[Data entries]
==============================
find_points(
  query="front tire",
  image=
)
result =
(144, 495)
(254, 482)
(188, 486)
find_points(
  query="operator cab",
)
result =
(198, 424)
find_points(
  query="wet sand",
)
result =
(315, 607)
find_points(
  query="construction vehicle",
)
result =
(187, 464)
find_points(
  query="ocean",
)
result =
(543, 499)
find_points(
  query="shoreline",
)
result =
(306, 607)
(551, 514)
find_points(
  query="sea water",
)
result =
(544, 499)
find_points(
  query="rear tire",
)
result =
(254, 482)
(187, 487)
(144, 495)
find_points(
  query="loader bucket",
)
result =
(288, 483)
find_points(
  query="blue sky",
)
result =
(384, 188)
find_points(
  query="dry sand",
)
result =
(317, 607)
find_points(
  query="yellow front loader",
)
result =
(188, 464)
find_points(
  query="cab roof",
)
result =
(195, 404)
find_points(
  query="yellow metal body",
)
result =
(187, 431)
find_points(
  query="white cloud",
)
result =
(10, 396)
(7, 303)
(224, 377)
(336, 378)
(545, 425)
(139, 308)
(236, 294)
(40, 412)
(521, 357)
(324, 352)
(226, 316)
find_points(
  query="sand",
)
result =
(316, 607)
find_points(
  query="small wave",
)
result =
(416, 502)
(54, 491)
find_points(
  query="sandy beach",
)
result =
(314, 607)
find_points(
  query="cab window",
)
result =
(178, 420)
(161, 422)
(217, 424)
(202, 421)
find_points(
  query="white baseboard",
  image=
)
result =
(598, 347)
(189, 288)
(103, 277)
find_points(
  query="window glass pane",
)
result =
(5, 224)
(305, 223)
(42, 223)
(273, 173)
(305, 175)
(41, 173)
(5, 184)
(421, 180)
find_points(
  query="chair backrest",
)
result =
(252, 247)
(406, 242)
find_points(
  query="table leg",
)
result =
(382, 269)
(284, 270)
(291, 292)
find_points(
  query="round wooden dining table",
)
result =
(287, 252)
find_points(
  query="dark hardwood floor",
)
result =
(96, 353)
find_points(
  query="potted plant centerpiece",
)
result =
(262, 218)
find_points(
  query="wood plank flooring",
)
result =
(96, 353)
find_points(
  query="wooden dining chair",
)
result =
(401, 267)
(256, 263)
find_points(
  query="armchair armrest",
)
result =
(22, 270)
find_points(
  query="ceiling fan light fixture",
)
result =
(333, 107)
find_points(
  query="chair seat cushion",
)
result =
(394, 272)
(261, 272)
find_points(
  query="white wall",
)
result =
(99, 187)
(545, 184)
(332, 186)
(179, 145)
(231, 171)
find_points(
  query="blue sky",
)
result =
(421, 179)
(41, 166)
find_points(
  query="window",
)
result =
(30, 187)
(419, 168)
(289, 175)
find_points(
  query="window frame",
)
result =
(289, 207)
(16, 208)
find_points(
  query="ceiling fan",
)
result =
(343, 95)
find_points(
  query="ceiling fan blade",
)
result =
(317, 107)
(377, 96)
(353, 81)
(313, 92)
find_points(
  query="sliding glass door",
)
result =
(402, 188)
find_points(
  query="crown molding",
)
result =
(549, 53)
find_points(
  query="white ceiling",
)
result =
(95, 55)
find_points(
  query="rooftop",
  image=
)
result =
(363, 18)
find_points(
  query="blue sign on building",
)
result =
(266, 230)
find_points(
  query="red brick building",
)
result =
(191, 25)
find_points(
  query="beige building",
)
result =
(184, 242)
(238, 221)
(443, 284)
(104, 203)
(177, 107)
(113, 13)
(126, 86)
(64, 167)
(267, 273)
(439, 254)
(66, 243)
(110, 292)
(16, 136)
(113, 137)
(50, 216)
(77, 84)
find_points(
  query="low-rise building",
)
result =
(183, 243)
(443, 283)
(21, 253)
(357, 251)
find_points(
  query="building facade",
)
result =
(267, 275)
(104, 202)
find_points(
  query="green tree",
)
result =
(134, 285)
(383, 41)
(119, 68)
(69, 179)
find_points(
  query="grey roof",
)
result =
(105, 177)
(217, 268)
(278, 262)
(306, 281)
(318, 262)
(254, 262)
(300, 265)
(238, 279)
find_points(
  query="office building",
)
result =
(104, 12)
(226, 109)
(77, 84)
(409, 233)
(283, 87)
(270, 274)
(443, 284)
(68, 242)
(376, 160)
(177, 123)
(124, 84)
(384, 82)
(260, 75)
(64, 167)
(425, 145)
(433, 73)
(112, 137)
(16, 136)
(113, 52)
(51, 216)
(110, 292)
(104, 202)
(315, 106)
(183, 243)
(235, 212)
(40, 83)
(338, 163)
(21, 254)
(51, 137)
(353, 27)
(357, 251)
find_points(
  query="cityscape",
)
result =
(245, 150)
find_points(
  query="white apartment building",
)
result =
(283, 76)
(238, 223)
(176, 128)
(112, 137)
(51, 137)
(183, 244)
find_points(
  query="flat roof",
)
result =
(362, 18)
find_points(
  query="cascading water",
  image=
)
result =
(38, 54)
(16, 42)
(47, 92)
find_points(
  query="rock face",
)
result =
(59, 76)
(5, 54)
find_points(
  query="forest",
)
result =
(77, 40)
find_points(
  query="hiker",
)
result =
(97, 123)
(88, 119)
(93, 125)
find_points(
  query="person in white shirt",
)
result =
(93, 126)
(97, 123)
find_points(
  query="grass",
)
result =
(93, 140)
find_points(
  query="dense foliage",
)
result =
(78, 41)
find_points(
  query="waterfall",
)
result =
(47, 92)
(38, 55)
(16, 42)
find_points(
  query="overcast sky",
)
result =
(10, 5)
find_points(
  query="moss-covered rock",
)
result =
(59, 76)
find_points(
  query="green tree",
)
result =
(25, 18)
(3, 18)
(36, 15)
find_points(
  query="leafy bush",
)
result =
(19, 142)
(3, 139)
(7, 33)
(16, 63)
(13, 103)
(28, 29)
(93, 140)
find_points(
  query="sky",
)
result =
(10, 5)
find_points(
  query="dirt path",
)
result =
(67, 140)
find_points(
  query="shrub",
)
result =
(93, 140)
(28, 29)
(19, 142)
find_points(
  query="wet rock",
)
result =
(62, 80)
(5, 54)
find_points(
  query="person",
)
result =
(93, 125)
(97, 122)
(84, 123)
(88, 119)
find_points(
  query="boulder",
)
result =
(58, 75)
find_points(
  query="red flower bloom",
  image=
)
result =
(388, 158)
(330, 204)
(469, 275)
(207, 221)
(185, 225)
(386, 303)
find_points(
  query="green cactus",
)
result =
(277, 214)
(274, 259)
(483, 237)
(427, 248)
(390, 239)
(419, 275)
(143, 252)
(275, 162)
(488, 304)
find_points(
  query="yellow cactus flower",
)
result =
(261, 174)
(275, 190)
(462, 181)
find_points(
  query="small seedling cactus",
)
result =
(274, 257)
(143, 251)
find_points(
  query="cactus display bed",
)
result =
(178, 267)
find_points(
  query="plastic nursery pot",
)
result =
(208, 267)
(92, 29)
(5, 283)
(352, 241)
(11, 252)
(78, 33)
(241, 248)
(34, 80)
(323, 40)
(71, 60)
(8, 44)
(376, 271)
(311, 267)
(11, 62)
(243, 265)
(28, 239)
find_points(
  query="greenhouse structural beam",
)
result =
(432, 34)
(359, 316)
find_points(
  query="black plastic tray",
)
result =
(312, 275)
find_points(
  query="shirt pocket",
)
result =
==============================
# About this exercise
All the lines above need to be retyped exactly, with nothing left out.

# Answer section
find_points(
  query="front tire",
  image=
)
result =
(144, 495)
(254, 482)
(188, 486)
find_points(
  query="operator cab",
)
result =
(198, 424)
find_points(
  query="wet sand",
)
result =
(315, 607)
find_points(
  query="construction vehicle",
)
result =
(187, 464)
find_points(
  query="ocean",
)
result =
(543, 499)
find_points(
  query="shoreline",
)
result =
(306, 607)
(551, 514)
find_points(
  query="sea water",
)
result =
(544, 499)
find_points(
  query="rear tire",
)
result =
(254, 482)
(187, 487)
(144, 495)
find_points(
  query="loader bucket",
)
result =
(288, 483)
find_points(
  query="blue sky",
)
result =
(384, 188)
find_points(
  query="dry sand",
)
result =
(317, 607)
find_points(
  query="yellow front loader",
)
result =
(188, 464)
find_points(
  query="cab roof",
)
result =
(195, 404)
find_points(
  query="yellow metal body",
)
result =
(187, 431)
find_points(
  query="white cloud",
)
result =
(10, 396)
(7, 303)
(224, 377)
(336, 378)
(545, 425)
(139, 308)
(236, 294)
(40, 412)
(521, 357)
(324, 352)
(226, 316)
find_points(
  query="sand",
)
result =
(316, 607)
find_points(
  query="small wave",
)
result =
(416, 502)
(54, 491)
find_points(
  query="sandy beach",
)
result =
(314, 607)
find_points(
  query="cab window",
)
result =
(178, 420)
(161, 422)
(217, 424)
(202, 421)
find_points(
  query="white baseboard",
  image=
)
result =
(598, 347)
(189, 288)
(103, 277)
find_points(
  query="window glass pane",
)
result =
(5, 224)
(305, 223)
(42, 223)
(273, 173)
(305, 175)
(41, 173)
(5, 184)
(421, 180)
find_points(
  query="chair backrest",
)
result =
(252, 247)
(406, 242)
find_points(
  query="table leg",
)
result =
(382, 269)
(284, 270)
(291, 292)
find_points(
  query="round wooden dining table",
)
result =
(287, 252)
find_points(
  query="dark hardwood floor",
)
result =
(96, 353)
find_points(
  query="potted plant centerpiece",
)
result =
(262, 218)
find_points(
  query="wood plank flooring",
)
result =
(96, 353)
find_points(
  query="wooden dining chair",
)
result =
(401, 267)
(256, 263)
find_points(
  query="armchair armrest",
)
result =
(22, 270)
find_points(
  query="ceiling fan light fixture",
)
result =
(333, 107)
find_points(
  query="chair seat cushion",
)
result =
(394, 272)
(261, 272)
find_points(
  query="white wall",
)
result =
(99, 187)
(545, 184)
(332, 186)
(179, 145)
(231, 171)
find_points(
  query="blue sky",
)
result =
(421, 179)
(41, 166)
find_points(
  query="window",
)
result =
(30, 187)
(419, 168)
(289, 175)
find_points(
  query="window frame",
)
result =
(289, 207)
(16, 208)
find_points(
  query="ceiling fan",
)
result =
(343, 95)
find_points(
  query="ceiling fan blade",
)
result =
(317, 107)
(377, 96)
(353, 81)
(313, 92)
find_points(
  query="sliding glass door",
)
result =
(402, 188)
find_points(
  query="crown molding",
)
result =
(549, 53)
find_points(
  query="white ceiling",
)
result =
(95, 55)
find_points(
  query="rooftop",
  image=
)
result =
(363, 18)
find_points(
  query="blue sign on building",
)
result =
(266, 230)
find_points(
  query="red brick building",
)
result =
(191, 25)
find_points(
  query="beige building",
)
result =
(184, 242)
(238, 221)
(443, 284)
(104, 203)
(177, 107)
(113, 13)
(126, 86)
(64, 167)
(267, 273)
(439, 254)
(66, 243)
(110, 292)
(16, 136)
(113, 137)
(50, 216)
(77, 84)
find_points(
  query="low-rise building",
)
result =
(183, 243)
(443, 283)
(21, 253)
(357, 251)
find_points(
  query="building facade",
)
result =
(267, 275)
(104, 202)
find_points(
  query="green tree",
)
result =
(134, 285)
(383, 41)
(119, 68)
(69, 179)
find_points(
  query="grey roof",
)
result =
(105, 177)
(217, 268)
(278, 262)
(306, 281)
(318, 262)
(254, 262)
(300, 265)
(238, 279)
find_points(
  query="office building",
)
result =
(104, 12)
(226, 109)
(77, 84)
(409, 233)
(283, 87)
(270, 274)
(443, 284)
(68, 242)
(376, 160)
(177, 123)
(124, 84)
(384, 82)
(260, 75)
(64, 167)
(425, 145)
(433, 73)
(112, 137)
(16, 136)
(113, 52)
(51, 216)
(110, 292)
(104, 202)
(315, 106)
(183, 243)
(235, 212)
(40, 83)
(338, 163)
(21, 254)
(51, 137)
(353, 27)
(357, 251)
find_points(
  query="cityscape",
)
result =
(245, 150)
find_points(
  query="white apartment building",
)
result =
(283, 76)
(238, 223)
(176, 128)
(112, 137)
(51, 137)
(183, 244)
find_points(
  query="flat roof",
)
result =
(362, 18)
find_points(
  query="cascading water",
  image=
)
result =
(38, 54)
(16, 42)
(47, 92)
find_points(
  query="rock face",
)
result =
(59, 76)
(5, 54)
find_points(
  query="forest",
)
result =
(77, 40)
find_points(
  query="hiker",
)
result =
(97, 123)
(88, 119)
(93, 125)
find_points(
  query="person in white shirt",
)
result =
(93, 126)
(97, 123)
find_points(
  query="grass",
)
result =
(93, 140)
find_points(
  query="dense foliage",
)
result =
(78, 41)
find_points(
  query="waterfall",
)
result =
(47, 92)
(38, 55)
(16, 42)
find_points(
  query="overcast sky",
)
result =
(10, 5)
find_points(
  query="moss-covered rock",
)
result =
(59, 76)
find_points(
  query="green tree",
)
result =
(25, 18)
(3, 18)
(36, 15)
find_points(
  query="leafy bush",
)
result =
(19, 142)
(3, 139)
(7, 33)
(16, 63)
(13, 103)
(28, 29)
(93, 140)
find_points(
  query="sky",
)
result =
(10, 5)
find_points(
  query="dirt path",
)
result =
(67, 140)
find_points(
  query="shrub",
)
result =
(93, 140)
(28, 29)
(19, 142)
find_points(
  query="wet rock",
)
result =
(62, 80)
(5, 54)
find_points(
  query="person",
)
result =
(93, 125)
(97, 122)
(84, 123)
(88, 119)
find_points(
  query="boulder",
)
result =
(58, 75)
find_points(
  query="red flower bloom",
  image=
)
result =
(388, 158)
(330, 204)
(469, 275)
(207, 221)
(185, 225)
(386, 303)
find_points(
  query="green cactus",
)
result =
(277, 214)
(274, 259)
(483, 237)
(427, 248)
(390, 239)
(419, 275)
(143, 252)
(275, 162)
(488, 304)
find_points(
  query="yellow cactus flower",
)
result =
(261, 174)
(275, 190)
(462, 181)
find_points(
  query="small seedling cactus",
)
result =
(274, 257)
(143, 251)
find_points(
  query="cactus display bed",
)
result =
(178, 267)
find_points(
  query="plastic nursery pot",
)
result =
(208, 267)
(92, 29)
(5, 283)
(352, 241)
(11, 252)
(78, 33)
(241, 248)
(34, 80)
(323, 40)
(71, 60)
(8, 44)
(376, 271)
(311, 267)
(11, 62)
(243, 265)
(28, 239)
find_points(
  query="greenhouse structural beam",
)
result =
(432, 34)
(359, 316)
find_points(
  query="black plastic tray",
)
result =
(312, 275)
find_points(
  query="shirt pocket",
)
result =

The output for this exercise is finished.